What to work on :: In the entries that follow, how many lines contain "window"? Answer with the number only.

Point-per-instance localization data
=-=-=
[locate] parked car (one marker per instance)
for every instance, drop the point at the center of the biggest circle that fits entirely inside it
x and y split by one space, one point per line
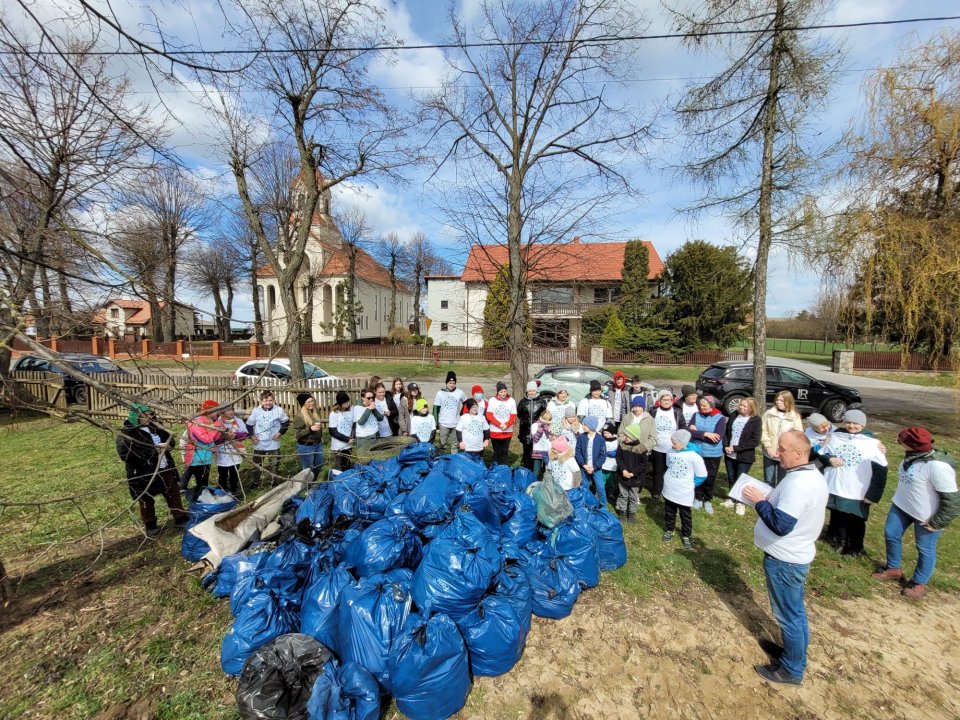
86 363
576 378
278 371
730 382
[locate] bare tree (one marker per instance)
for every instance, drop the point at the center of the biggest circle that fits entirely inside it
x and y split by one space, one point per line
745 125
530 120
339 126
423 260
61 148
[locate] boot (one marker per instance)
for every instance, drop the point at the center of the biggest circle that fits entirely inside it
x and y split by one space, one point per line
914 591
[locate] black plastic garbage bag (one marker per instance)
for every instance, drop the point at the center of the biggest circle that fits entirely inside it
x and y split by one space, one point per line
429 669
277 679
318 609
513 585
457 568
494 636
265 617
370 615
553 584
387 544
344 692
577 542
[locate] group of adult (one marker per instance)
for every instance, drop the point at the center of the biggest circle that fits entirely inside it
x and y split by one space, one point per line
612 444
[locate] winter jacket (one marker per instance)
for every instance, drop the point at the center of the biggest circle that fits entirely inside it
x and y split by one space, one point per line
773 426
746 448
599 451
140 458
528 412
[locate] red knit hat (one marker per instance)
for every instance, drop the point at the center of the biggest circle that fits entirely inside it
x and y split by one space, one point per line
916 438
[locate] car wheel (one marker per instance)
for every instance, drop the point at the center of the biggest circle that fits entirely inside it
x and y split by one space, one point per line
732 404
834 410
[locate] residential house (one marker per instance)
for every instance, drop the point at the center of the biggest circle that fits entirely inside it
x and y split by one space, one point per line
564 280
321 288
131 319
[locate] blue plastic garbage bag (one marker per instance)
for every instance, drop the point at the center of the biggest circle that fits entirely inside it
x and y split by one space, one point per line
317 506
461 468
577 542
494 636
370 615
318 608
456 571
193 548
387 544
513 586
266 616
610 542
553 584
277 679
265 579
521 526
233 567
433 500
344 692
417 452
429 669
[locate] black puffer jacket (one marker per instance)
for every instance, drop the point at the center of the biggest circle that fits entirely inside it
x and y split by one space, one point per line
529 411
139 455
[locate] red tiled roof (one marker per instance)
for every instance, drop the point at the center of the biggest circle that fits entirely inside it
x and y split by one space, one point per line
559 262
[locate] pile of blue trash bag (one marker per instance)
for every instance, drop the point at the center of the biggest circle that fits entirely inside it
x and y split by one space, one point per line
416 573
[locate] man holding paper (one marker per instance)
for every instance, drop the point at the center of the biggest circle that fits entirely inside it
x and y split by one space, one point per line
791 518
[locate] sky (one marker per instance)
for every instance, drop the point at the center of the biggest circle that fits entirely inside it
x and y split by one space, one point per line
663 68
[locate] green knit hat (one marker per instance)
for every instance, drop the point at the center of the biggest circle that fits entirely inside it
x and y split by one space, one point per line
136 410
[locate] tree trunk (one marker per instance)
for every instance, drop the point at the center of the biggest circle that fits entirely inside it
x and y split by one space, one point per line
766 214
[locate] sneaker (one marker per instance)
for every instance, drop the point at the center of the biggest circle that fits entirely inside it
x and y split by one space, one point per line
887 574
914 591
774 673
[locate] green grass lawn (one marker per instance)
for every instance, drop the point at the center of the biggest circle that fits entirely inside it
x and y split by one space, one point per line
103 616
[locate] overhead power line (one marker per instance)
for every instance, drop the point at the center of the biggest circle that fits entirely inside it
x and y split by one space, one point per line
598 40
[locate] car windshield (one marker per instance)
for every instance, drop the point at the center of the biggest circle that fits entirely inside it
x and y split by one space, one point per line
94 366
313 372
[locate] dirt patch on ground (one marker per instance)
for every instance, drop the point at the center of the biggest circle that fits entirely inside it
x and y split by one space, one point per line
620 657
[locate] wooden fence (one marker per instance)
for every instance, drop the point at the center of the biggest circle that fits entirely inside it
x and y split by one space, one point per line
705 357
185 393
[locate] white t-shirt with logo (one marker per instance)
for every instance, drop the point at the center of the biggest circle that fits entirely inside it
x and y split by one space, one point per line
919 484
682 468
471 427
801 494
450 404
852 479
422 427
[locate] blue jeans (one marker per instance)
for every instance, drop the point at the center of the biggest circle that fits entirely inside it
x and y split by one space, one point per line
311 457
785 586
898 522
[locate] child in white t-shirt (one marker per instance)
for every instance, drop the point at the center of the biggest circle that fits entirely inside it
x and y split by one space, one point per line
473 430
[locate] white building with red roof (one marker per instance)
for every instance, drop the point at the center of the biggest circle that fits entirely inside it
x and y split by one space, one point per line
321 288
564 280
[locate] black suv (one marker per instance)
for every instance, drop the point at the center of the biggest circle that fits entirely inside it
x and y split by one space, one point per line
86 363
730 382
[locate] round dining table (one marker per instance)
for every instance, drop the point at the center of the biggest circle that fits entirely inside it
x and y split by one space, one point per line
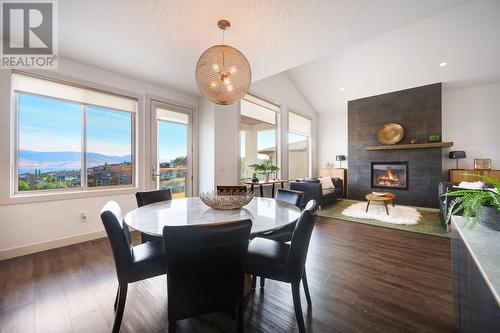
266 214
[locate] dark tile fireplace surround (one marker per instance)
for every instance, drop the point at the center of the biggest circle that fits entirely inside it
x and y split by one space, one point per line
413 174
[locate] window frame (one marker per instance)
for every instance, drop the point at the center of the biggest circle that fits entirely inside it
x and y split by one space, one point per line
266 103
84 188
310 142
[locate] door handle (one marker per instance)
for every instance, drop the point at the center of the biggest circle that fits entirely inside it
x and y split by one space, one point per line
154 174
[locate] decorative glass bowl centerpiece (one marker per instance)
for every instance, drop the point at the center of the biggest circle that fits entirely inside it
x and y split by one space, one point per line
226 201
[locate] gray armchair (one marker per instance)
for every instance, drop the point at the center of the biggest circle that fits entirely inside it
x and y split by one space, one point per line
313 191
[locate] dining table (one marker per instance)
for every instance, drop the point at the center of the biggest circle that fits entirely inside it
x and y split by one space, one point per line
266 214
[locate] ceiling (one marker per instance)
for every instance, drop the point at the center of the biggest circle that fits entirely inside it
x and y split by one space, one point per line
466 37
159 41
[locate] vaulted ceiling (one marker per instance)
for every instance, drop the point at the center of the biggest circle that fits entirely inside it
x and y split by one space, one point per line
159 41
466 38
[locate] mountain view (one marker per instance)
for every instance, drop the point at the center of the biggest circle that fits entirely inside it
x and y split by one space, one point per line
63 160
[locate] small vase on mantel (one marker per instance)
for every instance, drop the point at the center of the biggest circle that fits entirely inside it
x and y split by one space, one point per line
489 217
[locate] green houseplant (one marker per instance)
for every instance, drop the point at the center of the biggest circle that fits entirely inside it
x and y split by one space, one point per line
265 168
482 205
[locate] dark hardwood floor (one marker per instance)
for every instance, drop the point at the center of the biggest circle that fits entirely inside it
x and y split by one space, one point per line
362 279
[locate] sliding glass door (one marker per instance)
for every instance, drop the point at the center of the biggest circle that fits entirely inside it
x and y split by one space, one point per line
172 149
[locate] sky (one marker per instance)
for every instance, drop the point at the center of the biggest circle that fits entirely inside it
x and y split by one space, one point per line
172 141
47 124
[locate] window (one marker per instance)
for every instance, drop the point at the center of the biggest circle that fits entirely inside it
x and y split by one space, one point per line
70 137
258 134
172 151
299 146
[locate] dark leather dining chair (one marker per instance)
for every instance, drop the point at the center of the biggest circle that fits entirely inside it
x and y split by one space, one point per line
282 234
148 198
205 269
234 189
133 263
285 262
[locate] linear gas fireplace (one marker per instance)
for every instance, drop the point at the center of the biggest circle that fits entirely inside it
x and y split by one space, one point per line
390 175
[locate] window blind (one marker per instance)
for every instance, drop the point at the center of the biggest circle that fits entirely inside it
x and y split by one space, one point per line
173 116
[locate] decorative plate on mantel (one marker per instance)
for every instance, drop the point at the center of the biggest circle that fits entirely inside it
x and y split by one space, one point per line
390 134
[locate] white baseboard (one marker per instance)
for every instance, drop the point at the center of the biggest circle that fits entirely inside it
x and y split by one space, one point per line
38 247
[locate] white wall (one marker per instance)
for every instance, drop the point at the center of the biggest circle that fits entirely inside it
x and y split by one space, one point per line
206 145
227 139
471 119
280 89
220 143
332 134
35 226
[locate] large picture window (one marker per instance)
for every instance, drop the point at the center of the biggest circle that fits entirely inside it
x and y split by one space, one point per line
258 139
84 142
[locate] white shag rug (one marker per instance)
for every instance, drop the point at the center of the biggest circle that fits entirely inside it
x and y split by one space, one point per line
397 215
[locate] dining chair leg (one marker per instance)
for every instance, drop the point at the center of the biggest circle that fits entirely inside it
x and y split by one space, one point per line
=-=-=
Result for this exercise :: 4